> **Directions for this task**
Copy the items from their beginning through the line that contains "41 102 L 38", with "patterned" swapped for "striped" and all else unchanged. Leave the pictures out of your copy.

start Provided material

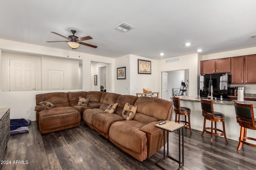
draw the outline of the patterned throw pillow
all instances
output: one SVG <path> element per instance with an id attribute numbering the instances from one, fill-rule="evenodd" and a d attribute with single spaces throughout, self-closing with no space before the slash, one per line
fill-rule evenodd
<path id="1" fill-rule="evenodd" d="M 41 102 L 38 103 L 38 104 L 46 107 L 47 109 L 51 109 L 54 108 L 54 106 L 53 104 L 48 102 Z"/>
<path id="2" fill-rule="evenodd" d="M 113 113 L 116 111 L 116 108 L 118 104 L 118 103 L 114 104 L 111 103 L 110 104 L 108 107 L 107 109 L 105 110 L 104 113 Z"/>
<path id="3" fill-rule="evenodd" d="M 79 98 L 78 98 L 78 102 L 77 103 L 77 105 L 82 106 L 87 106 L 88 102 L 88 98 L 85 98 L 83 97 L 79 96 Z"/>
<path id="4" fill-rule="evenodd" d="M 132 120 L 135 115 L 137 107 L 137 106 L 126 103 L 122 112 L 122 116 L 127 120 Z"/>

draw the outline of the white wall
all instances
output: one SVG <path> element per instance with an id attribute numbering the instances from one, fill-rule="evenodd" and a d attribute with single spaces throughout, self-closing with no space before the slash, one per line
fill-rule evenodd
<path id="1" fill-rule="evenodd" d="M 157 61 L 158 91 L 160 92 L 161 90 L 161 72 L 166 72 L 168 71 L 188 70 L 189 90 L 188 95 L 196 96 L 198 91 L 197 84 L 198 74 L 198 64 L 200 64 L 200 61 L 198 62 L 198 60 L 200 56 L 198 54 L 195 53 L 179 56 L 179 57 L 180 58 L 180 62 L 178 62 L 166 63 L 166 60 L 168 59 Z M 200 68 L 200 65 L 199 67 Z M 172 81 L 176 81 L 177 80 L 176 79 L 174 79 Z M 180 83 L 181 83 L 180 82 Z M 160 93 L 159 93 L 160 98 L 161 98 Z"/>
<path id="2" fill-rule="evenodd" d="M 67 58 L 68 51 L 53 48 L 47 47 L 26 43 L 0 39 L 0 65 L 2 65 L 2 54 L 6 51 L 18 53 L 26 53 L 36 56 L 54 56 L 63 58 Z M 82 61 L 83 64 L 83 91 L 91 90 L 91 61 L 108 63 L 107 72 L 110 72 L 113 76 L 114 68 L 112 68 L 111 64 L 114 64 L 114 59 L 102 56 L 79 53 L 75 50 L 69 51 L 69 59 L 79 59 Z M 78 57 L 79 56 L 80 57 Z M 77 69 L 77 66 L 76 68 Z M 5 73 L 0 70 L 0 75 Z M 114 82 L 114 79 L 109 78 L 110 82 Z M 1 78 L 0 78 L 0 81 Z M 4 82 L 3 82 L 4 83 Z M 114 89 L 114 83 L 108 82 L 110 90 Z M 0 89 L 2 89 L 2 84 Z M 108 85 L 107 85 L 108 86 Z M 108 88 L 108 86 L 107 86 Z M 80 90 L 61 90 L 56 92 L 68 92 L 80 91 Z M 10 108 L 11 119 L 23 118 L 29 119 L 32 121 L 36 120 L 36 111 L 34 111 L 36 106 L 35 96 L 37 94 L 49 92 L 48 91 L 28 91 L 28 92 L 0 92 L 0 107 Z M 55 92 L 51 91 L 50 92 Z M 28 110 L 29 113 L 26 114 L 26 110 Z"/>
<path id="3" fill-rule="evenodd" d="M 143 92 L 143 88 L 148 88 L 153 92 L 160 92 L 158 88 L 157 61 L 130 55 L 130 94 L 136 95 L 136 93 Z M 151 61 L 151 74 L 138 74 L 138 59 Z"/>
<path id="4" fill-rule="evenodd" d="M 79 61 L 77 60 L 42 56 L 42 90 L 48 89 L 48 70 L 63 71 L 65 90 L 79 89 Z"/>
<path id="5" fill-rule="evenodd" d="M 12 53 L 2 52 L 1 76 L 2 92 L 9 92 L 10 90 L 10 60 L 27 60 L 34 61 L 36 63 L 36 90 L 42 90 L 42 59 L 40 56 Z"/>
<path id="6" fill-rule="evenodd" d="M 116 59 L 114 74 L 115 92 L 122 94 L 130 94 L 130 80 L 131 70 L 130 67 L 130 55 L 121 57 Z M 117 79 L 117 68 L 126 67 L 125 79 Z"/>

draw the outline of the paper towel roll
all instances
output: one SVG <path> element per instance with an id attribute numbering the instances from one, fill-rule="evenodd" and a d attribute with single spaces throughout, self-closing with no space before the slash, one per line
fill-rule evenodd
<path id="1" fill-rule="evenodd" d="M 237 101 L 244 102 L 243 90 L 237 90 Z"/>

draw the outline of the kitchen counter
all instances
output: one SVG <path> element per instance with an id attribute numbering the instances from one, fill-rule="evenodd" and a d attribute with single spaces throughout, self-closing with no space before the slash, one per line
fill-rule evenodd
<path id="1" fill-rule="evenodd" d="M 196 96 L 178 96 L 180 98 L 180 100 L 187 100 L 187 101 L 194 101 L 194 102 L 200 102 L 201 101 L 201 99 L 199 98 L 198 97 Z M 171 97 L 171 98 L 172 98 L 172 97 Z M 247 98 L 247 97 L 246 97 Z M 224 104 L 224 105 L 234 105 L 234 101 L 237 101 L 236 100 L 232 100 L 231 101 L 226 101 L 225 100 L 225 99 L 224 99 L 224 100 L 214 100 L 214 99 L 212 100 L 212 102 L 214 104 Z M 251 101 L 249 100 L 244 100 L 243 102 L 238 102 L 240 103 L 243 103 L 244 104 L 252 104 L 253 105 L 253 107 L 256 108 L 256 101 Z"/>
<path id="2" fill-rule="evenodd" d="M 196 129 L 202 131 L 203 130 L 204 125 L 204 117 L 202 116 L 202 108 L 201 106 L 201 99 L 196 96 L 178 96 L 180 98 L 180 106 L 189 108 L 191 110 L 190 124 L 192 132 L 193 129 Z M 172 98 L 172 97 L 171 98 Z M 172 99 L 170 99 L 172 101 Z M 238 141 L 238 137 L 240 135 L 240 126 L 236 122 L 236 112 L 234 106 L 234 101 L 219 100 L 214 100 L 213 101 L 213 107 L 214 111 L 221 112 L 225 116 L 225 125 L 227 138 L 228 139 L 232 139 Z M 244 101 L 244 102 L 239 102 L 245 104 L 252 104 L 254 107 L 254 112 L 256 113 L 256 102 L 252 101 Z M 172 120 L 175 120 L 175 114 L 173 111 Z M 183 116 L 181 117 L 181 119 L 184 120 Z M 210 121 L 206 121 L 206 126 L 210 127 L 211 126 Z M 222 123 L 217 123 L 217 127 L 218 129 L 222 129 Z M 189 130 L 189 129 L 185 130 Z M 248 129 L 247 134 L 248 136 L 255 136 L 256 131 Z M 206 142 L 208 141 L 210 143 L 210 136 L 209 134 L 205 133 L 202 138 L 204 138 Z M 214 137 L 214 143 L 215 138 L 220 138 L 222 137 Z M 222 141 L 221 139 L 223 139 Z M 219 142 L 226 143 L 225 139 L 218 139 Z"/>

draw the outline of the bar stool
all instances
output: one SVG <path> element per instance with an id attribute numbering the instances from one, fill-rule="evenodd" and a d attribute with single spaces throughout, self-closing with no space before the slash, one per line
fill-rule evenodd
<path id="1" fill-rule="evenodd" d="M 235 102 L 235 110 L 236 115 L 236 122 L 241 126 L 239 143 L 237 149 L 240 150 L 243 144 L 256 147 L 256 144 L 246 142 L 246 139 L 256 141 L 256 138 L 246 136 L 247 129 L 256 130 L 252 104 L 242 104 Z"/>
<path id="2" fill-rule="evenodd" d="M 211 143 L 212 143 L 212 136 L 224 136 L 225 140 L 227 143 L 228 143 L 228 139 L 226 135 L 225 131 L 225 115 L 222 113 L 214 111 L 213 110 L 213 104 L 212 100 L 201 100 L 201 105 L 202 106 L 202 115 L 204 119 L 204 129 L 201 134 L 201 136 L 204 135 L 204 132 L 211 134 Z M 211 121 L 211 127 L 206 127 L 205 123 L 206 120 Z M 214 127 L 213 127 L 213 122 L 214 122 Z M 217 129 L 216 126 L 216 122 L 222 122 L 223 130 Z M 207 130 L 210 129 L 211 131 Z M 215 132 L 213 132 L 213 130 Z M 217 133 L 217 131 L 221 133 Z"/>
<path id="3" fill-rule="evenodd" d="M 189 127 L 190 133 L 192 133 L 191 127 L 190 126 L 190 109 L 189 108 L 185 107 L 180 107 L 180 98 L 173 96 L 172 97 L 173 101 L 173 105 L 174 106 L 174 111 L 175 112 L 175 122 L 179 123 L 185 123 L 184 127 Z M 185 116 L 185 121 L 180 120 L 180 115 L 184 115 Z M 178 116 L 177 120 L 177 116 Z M 187 121 L 187 115 L 188 116 L 188 121 Z"/>

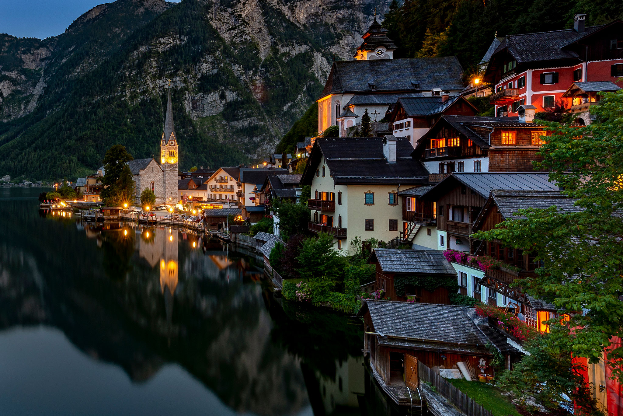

end Provided material

> **Finished answer**
draw the outline of the striped throw pillow
all instances
output: one SVG <path> element per instance with an id attribute numbering the instances from one, fill-rule="evenodd" and a d attribute with single spaces throughout, self-closing with no space before the slash, one per line
fill-rule evenodd
<path id="1" fill-rule="evenodd" d="M 41 102 L 38 103 L 38 104 L 46 107 L 47 109 L 51 109 L 54 108 L 54 106 L 53 104 L 48 102 Z"/>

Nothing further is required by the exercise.